*DESCRIPTION OF THE TASK:*
Gather every line of the listing below that contains the word "yellow", and copy each one unchanged.
--- Start RECORDS ---
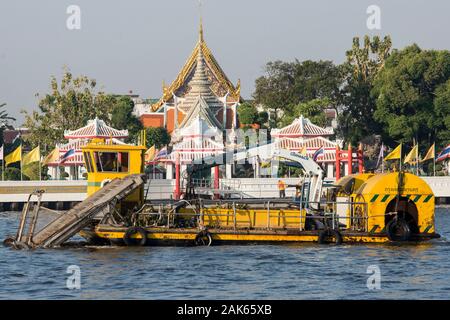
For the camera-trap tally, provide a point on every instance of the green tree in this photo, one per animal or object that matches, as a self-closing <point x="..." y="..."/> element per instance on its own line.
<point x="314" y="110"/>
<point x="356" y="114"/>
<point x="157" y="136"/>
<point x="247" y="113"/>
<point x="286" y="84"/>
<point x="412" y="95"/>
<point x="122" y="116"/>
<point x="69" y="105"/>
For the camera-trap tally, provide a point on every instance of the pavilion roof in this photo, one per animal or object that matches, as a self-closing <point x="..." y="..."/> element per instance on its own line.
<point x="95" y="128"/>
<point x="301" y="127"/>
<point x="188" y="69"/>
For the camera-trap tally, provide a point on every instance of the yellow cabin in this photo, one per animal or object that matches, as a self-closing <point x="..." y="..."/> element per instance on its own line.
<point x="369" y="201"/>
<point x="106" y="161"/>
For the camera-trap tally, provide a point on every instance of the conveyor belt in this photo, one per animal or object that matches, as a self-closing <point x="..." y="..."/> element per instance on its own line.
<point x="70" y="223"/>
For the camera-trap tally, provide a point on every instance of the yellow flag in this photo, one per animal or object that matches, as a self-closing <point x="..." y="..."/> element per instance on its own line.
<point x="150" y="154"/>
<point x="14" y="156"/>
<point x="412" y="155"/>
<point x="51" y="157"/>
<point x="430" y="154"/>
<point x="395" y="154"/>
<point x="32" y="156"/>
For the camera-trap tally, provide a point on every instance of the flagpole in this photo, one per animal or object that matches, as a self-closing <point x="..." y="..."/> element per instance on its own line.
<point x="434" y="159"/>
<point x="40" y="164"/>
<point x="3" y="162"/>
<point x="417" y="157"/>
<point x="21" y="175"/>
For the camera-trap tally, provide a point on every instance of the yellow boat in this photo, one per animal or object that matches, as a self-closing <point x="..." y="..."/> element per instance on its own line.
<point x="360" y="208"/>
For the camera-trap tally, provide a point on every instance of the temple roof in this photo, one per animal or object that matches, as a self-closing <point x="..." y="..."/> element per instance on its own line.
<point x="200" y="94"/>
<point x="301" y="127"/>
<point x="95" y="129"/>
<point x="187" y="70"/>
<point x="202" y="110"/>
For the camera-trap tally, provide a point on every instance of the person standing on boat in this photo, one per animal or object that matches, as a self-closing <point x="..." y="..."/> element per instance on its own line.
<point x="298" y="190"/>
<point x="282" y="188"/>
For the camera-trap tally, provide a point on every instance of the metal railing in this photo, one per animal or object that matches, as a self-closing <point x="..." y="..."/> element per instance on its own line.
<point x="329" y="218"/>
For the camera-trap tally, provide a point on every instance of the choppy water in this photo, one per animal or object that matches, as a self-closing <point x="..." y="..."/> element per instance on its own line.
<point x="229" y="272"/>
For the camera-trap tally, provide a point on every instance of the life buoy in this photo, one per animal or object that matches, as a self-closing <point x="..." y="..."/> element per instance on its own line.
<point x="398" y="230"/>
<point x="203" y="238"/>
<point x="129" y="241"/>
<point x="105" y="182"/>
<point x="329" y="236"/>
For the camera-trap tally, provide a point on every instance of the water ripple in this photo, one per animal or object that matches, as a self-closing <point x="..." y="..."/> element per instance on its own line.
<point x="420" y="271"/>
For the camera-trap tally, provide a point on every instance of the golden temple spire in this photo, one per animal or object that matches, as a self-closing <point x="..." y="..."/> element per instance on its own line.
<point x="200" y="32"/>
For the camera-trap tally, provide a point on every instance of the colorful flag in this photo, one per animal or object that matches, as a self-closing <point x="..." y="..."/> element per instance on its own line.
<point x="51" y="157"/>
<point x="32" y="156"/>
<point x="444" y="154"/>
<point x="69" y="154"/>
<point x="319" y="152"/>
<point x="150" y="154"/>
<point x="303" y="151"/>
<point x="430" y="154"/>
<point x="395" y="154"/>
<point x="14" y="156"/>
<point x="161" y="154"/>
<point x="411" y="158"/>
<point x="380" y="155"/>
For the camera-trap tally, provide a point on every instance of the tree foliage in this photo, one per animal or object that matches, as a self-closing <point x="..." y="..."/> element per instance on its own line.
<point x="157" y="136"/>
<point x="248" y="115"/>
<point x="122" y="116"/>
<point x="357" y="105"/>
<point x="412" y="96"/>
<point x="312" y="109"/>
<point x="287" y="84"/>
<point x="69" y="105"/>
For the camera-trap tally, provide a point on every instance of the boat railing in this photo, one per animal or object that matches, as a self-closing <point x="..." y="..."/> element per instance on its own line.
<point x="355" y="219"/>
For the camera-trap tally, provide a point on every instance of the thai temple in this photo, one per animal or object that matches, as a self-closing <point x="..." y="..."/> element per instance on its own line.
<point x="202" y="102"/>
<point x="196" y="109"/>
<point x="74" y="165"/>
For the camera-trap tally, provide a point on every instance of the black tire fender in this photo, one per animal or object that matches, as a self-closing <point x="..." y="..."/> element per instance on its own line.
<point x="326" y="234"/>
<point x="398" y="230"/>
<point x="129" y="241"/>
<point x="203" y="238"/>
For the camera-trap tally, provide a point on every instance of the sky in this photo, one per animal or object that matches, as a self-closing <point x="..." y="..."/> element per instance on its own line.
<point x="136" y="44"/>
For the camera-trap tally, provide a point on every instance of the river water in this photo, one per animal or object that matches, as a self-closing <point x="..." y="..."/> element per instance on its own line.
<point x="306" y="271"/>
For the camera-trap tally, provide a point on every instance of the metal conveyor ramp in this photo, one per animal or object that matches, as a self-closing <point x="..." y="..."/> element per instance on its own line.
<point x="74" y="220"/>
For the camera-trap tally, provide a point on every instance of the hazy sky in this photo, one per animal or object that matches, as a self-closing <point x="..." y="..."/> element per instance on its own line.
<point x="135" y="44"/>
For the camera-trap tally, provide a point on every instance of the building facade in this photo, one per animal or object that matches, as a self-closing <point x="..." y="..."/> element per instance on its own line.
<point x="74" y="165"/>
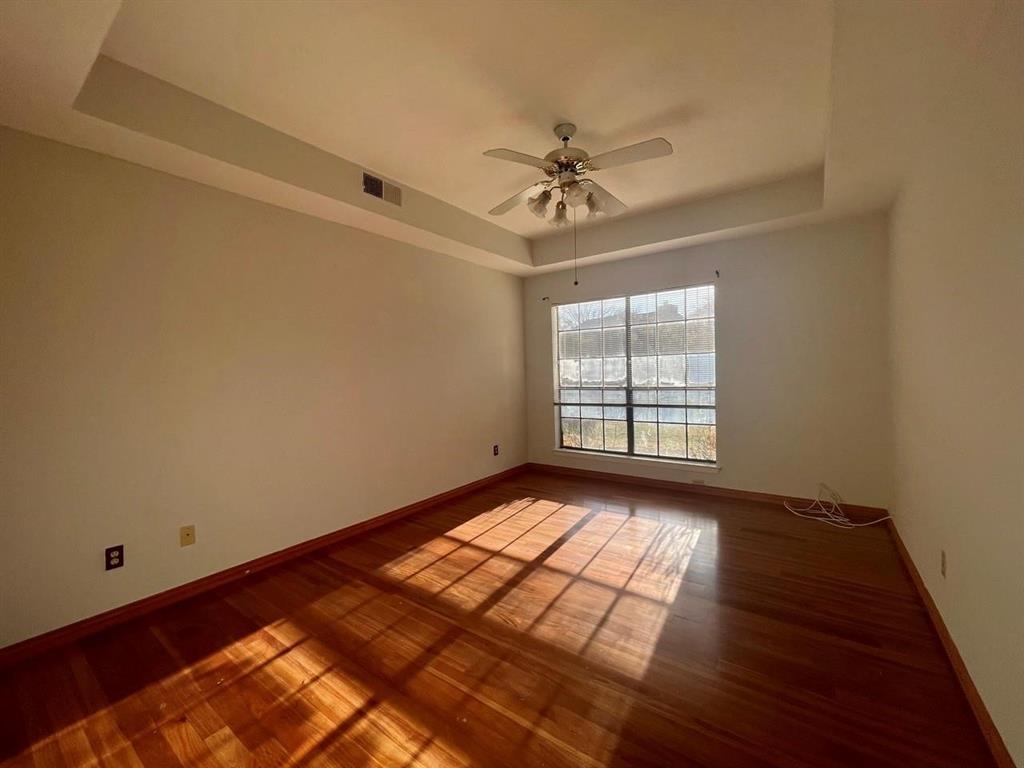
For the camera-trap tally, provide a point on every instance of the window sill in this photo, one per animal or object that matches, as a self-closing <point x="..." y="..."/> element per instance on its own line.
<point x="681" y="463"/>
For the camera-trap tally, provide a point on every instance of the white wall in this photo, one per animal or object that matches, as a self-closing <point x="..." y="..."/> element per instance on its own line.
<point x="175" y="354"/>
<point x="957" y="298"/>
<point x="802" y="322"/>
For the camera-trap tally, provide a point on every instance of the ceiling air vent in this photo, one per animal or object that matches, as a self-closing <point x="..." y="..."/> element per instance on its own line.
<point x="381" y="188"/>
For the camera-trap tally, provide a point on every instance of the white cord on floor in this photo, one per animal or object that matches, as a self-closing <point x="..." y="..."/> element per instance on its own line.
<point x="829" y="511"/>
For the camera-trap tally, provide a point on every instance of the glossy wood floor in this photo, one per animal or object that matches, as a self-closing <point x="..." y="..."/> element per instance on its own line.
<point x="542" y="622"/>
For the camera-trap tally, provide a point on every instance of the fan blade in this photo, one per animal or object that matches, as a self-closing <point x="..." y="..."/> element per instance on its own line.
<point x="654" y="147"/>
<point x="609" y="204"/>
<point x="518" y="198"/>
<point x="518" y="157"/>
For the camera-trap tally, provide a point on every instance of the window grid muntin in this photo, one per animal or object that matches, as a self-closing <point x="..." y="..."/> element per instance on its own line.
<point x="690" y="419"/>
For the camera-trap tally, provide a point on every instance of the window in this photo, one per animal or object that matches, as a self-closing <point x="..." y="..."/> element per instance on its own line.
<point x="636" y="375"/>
--- End RECORDS ---
--- Start RECORDS ---
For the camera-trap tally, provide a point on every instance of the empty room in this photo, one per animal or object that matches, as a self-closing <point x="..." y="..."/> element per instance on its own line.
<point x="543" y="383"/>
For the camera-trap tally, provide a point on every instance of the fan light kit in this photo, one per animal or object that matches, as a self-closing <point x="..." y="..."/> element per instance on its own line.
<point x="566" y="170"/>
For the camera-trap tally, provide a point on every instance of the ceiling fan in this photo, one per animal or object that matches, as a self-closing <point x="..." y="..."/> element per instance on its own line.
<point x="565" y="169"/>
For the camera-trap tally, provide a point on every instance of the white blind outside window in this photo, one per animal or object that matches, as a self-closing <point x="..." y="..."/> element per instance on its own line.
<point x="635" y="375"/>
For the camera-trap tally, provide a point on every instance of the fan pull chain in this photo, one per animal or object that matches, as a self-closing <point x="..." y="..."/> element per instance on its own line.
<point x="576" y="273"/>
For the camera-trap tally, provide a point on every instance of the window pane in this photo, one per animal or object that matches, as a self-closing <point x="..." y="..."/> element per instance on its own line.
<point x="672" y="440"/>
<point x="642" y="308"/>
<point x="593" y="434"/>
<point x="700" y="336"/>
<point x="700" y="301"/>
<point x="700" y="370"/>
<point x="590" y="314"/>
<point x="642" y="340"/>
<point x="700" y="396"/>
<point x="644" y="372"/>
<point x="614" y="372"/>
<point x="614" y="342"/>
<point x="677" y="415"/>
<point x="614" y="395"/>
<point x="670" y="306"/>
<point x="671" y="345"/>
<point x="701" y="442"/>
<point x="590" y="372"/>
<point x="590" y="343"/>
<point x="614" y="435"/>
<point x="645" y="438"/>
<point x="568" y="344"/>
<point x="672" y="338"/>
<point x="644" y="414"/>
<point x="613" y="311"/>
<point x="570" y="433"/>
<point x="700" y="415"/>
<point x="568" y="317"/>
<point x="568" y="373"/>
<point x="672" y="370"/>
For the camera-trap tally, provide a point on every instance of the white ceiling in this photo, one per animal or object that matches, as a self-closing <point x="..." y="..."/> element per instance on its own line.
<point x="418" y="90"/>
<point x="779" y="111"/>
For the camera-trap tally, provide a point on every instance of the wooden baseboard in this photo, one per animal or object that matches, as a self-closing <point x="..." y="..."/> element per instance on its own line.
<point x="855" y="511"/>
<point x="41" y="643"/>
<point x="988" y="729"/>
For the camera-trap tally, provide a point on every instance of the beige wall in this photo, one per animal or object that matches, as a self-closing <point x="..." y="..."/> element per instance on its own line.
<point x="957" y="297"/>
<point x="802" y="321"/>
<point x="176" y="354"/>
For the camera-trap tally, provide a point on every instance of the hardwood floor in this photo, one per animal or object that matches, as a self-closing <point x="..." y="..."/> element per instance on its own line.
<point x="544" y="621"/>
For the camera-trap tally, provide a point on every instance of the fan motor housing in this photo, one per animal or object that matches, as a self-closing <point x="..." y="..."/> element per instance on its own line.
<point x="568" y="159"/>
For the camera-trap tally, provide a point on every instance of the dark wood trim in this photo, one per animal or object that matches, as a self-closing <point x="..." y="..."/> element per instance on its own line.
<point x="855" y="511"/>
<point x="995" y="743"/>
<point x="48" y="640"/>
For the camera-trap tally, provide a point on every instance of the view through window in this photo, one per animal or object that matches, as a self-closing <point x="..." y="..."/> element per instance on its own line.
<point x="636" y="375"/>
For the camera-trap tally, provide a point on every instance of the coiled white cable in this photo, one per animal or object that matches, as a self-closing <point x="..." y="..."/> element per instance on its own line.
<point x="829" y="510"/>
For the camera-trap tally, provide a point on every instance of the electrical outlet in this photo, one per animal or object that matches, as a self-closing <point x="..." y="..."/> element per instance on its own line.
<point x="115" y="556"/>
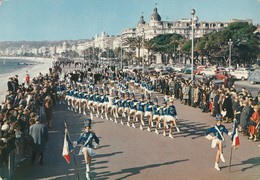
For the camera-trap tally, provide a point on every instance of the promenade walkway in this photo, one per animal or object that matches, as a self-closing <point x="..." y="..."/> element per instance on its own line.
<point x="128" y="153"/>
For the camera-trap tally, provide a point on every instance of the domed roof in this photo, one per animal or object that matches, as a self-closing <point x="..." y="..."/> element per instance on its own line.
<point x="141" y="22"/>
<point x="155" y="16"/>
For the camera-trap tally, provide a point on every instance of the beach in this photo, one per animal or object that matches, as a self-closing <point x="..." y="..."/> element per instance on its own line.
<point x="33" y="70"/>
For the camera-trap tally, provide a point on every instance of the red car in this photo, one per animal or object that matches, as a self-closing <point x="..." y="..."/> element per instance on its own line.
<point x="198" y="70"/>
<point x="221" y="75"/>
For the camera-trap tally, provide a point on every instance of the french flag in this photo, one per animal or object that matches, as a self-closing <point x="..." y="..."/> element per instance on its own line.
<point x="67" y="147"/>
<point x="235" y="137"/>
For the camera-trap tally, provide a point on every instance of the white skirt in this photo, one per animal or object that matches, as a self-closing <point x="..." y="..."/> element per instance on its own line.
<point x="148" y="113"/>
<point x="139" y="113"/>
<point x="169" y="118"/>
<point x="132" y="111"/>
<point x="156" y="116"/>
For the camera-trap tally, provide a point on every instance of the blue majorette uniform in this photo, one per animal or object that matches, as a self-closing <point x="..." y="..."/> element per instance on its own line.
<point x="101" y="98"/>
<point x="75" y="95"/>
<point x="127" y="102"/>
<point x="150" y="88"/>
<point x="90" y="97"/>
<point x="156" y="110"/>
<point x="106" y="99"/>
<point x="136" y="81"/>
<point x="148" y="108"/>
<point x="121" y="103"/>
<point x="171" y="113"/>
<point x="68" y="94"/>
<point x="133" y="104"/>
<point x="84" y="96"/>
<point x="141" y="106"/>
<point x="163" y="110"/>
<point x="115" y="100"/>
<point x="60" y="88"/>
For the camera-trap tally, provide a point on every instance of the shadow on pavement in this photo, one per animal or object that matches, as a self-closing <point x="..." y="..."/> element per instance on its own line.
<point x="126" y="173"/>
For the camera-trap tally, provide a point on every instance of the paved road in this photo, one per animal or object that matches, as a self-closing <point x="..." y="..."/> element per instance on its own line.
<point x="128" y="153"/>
--- End RECORDS ---
*ANSWER TO THE PROBLEM:*
For the camera-trap tally, provide a point on every instance of the yellow cabin in this photo, one per animal or object that matches, as a self-closing <point x="..." y="..."/> element per instance on its own line.
For the camera-trap tally, provide a point on every instance of the yellow flag in this photo, one per animal or object that matches, as a self-closing <point x="..." y="..."/> element per instance on its own line.
For the camera-trap tally, provide a point on every instance of the yellow boat in this photo, one per animal or object that matches, as a self-closing <point x="..." y="..."/> element per instance on its own line.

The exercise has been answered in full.